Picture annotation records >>
##############################

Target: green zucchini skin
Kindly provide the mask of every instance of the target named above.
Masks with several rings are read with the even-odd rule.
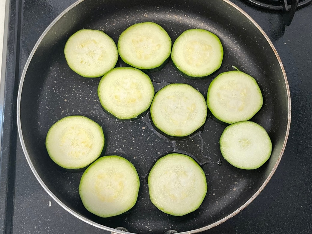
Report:
[[[173,43],[171,58],[174,67],[187,78],[202,79],[222,64],[223,50],[220,39],[204,29],[183,32]]]
[[[160,25],[145,22],[133,25],[120,34],[119,55],[130,66],[145,72],[158,71],[168,61],[172,41]]]
[[[148,179],[150,198],[158,209],[181,216],[200,206],[207,193],[206,176],[191,157],[177,153],[157,160]]]
[[[161,89],[155,95],[150,108],[154,125],[173,137],[192,134],[204,124],[207,113],[202,95],[186,84],[171,84]]]
[[[251,121],[231,124],[223,131],[219,141],[224,159],[236,167],[253,170],[270,158],[272,144],[266,130]]]
[[[89,78],[103,76],[115,66],[118,58],[113,39],[93,29],[81,29],[72,35],[65,44],[64,54],[73,71]]]
[[[261,109],[263,102],[255,79],[239,71],[218,75],[210,83],[207,92],[209,110],[215,118],[227,124],[250,119]]]
[[[133,165],[118,155],[101,157],[83,173],[79,193],[89,212],[107,218],[128,211],[135,205],[140,187]]]
[[[84,116],[66,116],[49,129],[46,147],[51,159],[70,169],[83,168],[102,153],[105,138],[102,127]]]
[[[98,95],[102,107],[120,120],[135,119],[149,107],[155,91],[149,76],[133,67],[116,67],[101,79]]]

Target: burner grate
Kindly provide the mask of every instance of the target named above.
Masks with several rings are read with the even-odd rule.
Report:
[[[283,11],[283,20],[285,25],[290,25],[295,12],[308,6],[312,0],[246,0],[257,7],[268,10]]]
[[[269,10],[288,11],[291,7],[292,1],[289,0],[245,0],[253,5]],[[312,0],[299,0],[297,6],[299,8],[307,6],[312,3]],[[285,2],[286,3],[285,4]],[[285,8],[285,7],[286,7]]]

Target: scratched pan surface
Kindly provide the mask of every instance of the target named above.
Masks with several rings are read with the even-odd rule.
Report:
[[[183,139],[158,133],[148,113],[138,119],[121,121],[101,107],[97,89],[100,78],[87,78],[69,68],[63,50],[69,37],[83,28],[101,30],[117,43],[120,33],[136,23],[151,21],[162,26],[173,41],[183,31],[207,30],[220,38],[224,49],[221,67],[202,79],[183,77],[170,61],[161,70],[148,73],[157,90],[168,83],[184,83],[206,98],[212,79],[233,66],[254,77],[262,91],[264,105],[251,120],[266,130],[273,144],[269,160],[260,168],[244,170],[222,159],[219,139],[225,126],[210,116],[204,126]],[[120,59],[117,66],[125,65]],[[135,233],[163,233],[169,230],[195,233],[214,227],[235,215],[260,193],[281,159],[290,120],[289,90],[278,56],[261,29],[229,2],[140,0],[80,1],[53,22],[32,52],[21,79],[18,101],[18,125],[25,156],[39,183],[64,208],[99,228],[119,233],[126,228]],[[131,162],[140,178],[137,202],[129,212],[110,218],[88,212],[78,187],[83,171],[60,168],[49,157],[45,145],[49,128],[66,116],[81,115],[103,127],[105,148],[102,156],[117,154]],[[166,214],[150,201],[146,180],[160,157],[183,152],[196,158],[206,174],[207,196],[200,207],[182,217]],[[189,233],[187,232],[187,233]]]

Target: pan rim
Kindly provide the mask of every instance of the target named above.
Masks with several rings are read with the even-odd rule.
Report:
[[[41,186],[42,186],[49,195],[51,197],[55,202],[60,205],[63,208],[67,211],[69,213],[73,215],[74,217],[76,217],[76,218],[77,218],[82,221],[83,221],[92,226],[100,228],[101,229],[110,232],[112,233],[118,233],[118,234],[129,234],[129,233],[135,234],[134,233],[120,231],[115,228],[109,227],[104,225],[100,224],[79,214],[78,213],[74,211],[73,210],[69,208],[68,207],[63,203],[49,189],[47,186],[44,183],[41,178],[37,173],[37,172],[35,167],[33,164],[29,157],[27,150],[26,149],[23,136],[23,134],[22,129],[20,116],[21,98],[25,75],[30,62],[32,59],[33,57],[35,52],[37,51],[39,44],[41,42],[43,38],[46,36],[49,31],[51,29],[51,28],[61,18],[66,14],[68,12],[77,5],[78,5],[81,2],[84,1],[84,0],[78,0],[78,1],[77,1],[76,2],[70,6],[65,10],[61,12],[58,16],[51,22],[51,23],[49,25],[48,27],[43,32],[36,42],[31,52],[23,69],[23,71],[21,76],[21,80],[20,81],[20,83],[19,84],[18,87],[18,92],[17,95],[17,131],[23,151],[25,155],[26,160],[27,161],[27,162],[31,168],[31,169],[32,172],[35,175],[35,177],[38,181]],[[192,234],[192,233],[197,233],[203,232],[204,231],[210,229],[212,227],[216,227],[219,224],[224,222],[228,220],[235,216],[244,209],[246,208],[250,204],[250,203],[251,203],[251,202],[255,199],[258,196],[258,195],[259,195],[260,193],[261,193],[261,192],[262,192],[262,191],[263,190],[267,184],[270,181],[271,178],[272,178],[272,177],[273,176],[273,174],[275,172],[277,166],[278,166],[278,165],[280,161],[280,160],[281,159],[283,155],[284,154],[289,134],[291,117],[291,104],[290,92],[288,82],[286,74],[286,72],[284,68],[284,66],[283,65],[281,60],[278,55],[276,49],[275,49],[271,41],[271,40],[268,37],[266,33],[259,26],[259,25],[253,19],[252,19],[252,18],[251,18],[251,16],[250,16],[246,12],[239,7],[231,2],[230,1],[229,1],[229,0],[222,0],[224,2],[229,4],[232,7],[234,7],[238,10],[245,17],[247,18],[247,19],[256,26],[257,29],[261,32],[261,34],[263,35],[266,39],[266,40],[267,42],[271,47],[271,49],[274,52],[276,58],[277,59],[280,65],[280,67],[282,71],[283,76],[284,76],[284,81],[285,85],[286,91],[287,91],[287,98],[288,100],[288,120],[287,126],[286,128],[286,131],[285,136],[285,139],[283,143],[283,146],[281,150],[281,152],[280,154],[280,155],[279,156],[278,158],[277,161],[275,163],[275,165],[274,165],[273,168],[272,169],[271,172],[270,172],[268,176],[266,178],[263,183],[262,184],[261,186],[260,186],[260,188],[257,191],[256,193],[249,199],[245,202],[245,203],[243,204],[240,207],[230,214],[227,216],[213,223],[207,225],[199,228],[194,229],[191,231],[183,232],[178,233],[180,233],[180,234]]]

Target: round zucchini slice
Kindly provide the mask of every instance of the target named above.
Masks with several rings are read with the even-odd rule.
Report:
[[[153,123],[173,136],[191,134],[205,123],[207,112],[202,94],[185,84],[166,85],[156,94],[151,105]]]
[[[208,88],[208,108],[215,117],[225,123],[249,120],[261,109],[263,103],[256,81],[242,71],[222,73],[212,80]]]
[[[104,147],[101,126],[86,117],[65,117],[50,128],[46,146],[51,158],[64,168],[78,169],[99,157]]]
[[[151,22],[134,24],[123,32],[117,44],[120,57],[131,66],[147,70],[161,67],[171,52],[171,39],[161,26]]]
[[[139,175],[131,163],[117,155],[104,156],[84,173],[79,193],[86,209],[105,218],[120,214],[133,207],[139,187]]]
[[[98,94],[103,108],[118,119],[136,118],[149,107],[155,91],[146,74],[133,67],[116,67],[100,81]]]
[[[185,31],[172,46],[173,64],[191,79],[206,76],[217,71],[223,59],[223,47],[219,38],[204,29]]]
[[[190,157],[170,154],[158,159],[149,175],[151,201],[158,209],[180,216],[197,209],[207,193],[205,173]]]
[[[112,69],[118,53],[113,39],[103,32],[82,29],[68,39],[64,49],[69,67],[80,76],[99,77]]]
[[[222,155],[234,167],[243,169],[260,167],[270,158],[272,144],[266,130],[251,121],[226,128],[220,140]]]

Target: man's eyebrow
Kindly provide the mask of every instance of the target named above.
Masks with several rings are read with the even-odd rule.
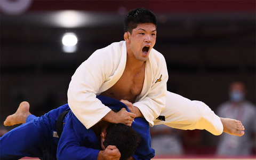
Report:
[[[143,30],[143,31],[146,31],[146,30],[145,30],[144,29],[142,29],[142,28],[139,28],[138,30]],[[152,30],[151,32],[154,32],[154,31],[156,31],[156,29],[155,29],[155,30]]]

##############################

What this task involves >> Copy out verbatim the stretch from the line containing "Target: man's eyebrow" through the end of the records, both ends included. Omit the pictures from your copy.

Completed exercise >>
Target: man's eyebrow
Kindly provide the mask of every instance of the target named above.
Masks with several rings are read with the even-odd rule.
Report:
[[[143,30],[143,31],[146,31],[146,30],[145,30],[144,29],[142,29],[142,28],[139,28],[138,30]],[[152,30],[151,32],[154,32],[154,31],[156,31],[156,29],[155,29],[155,30]]]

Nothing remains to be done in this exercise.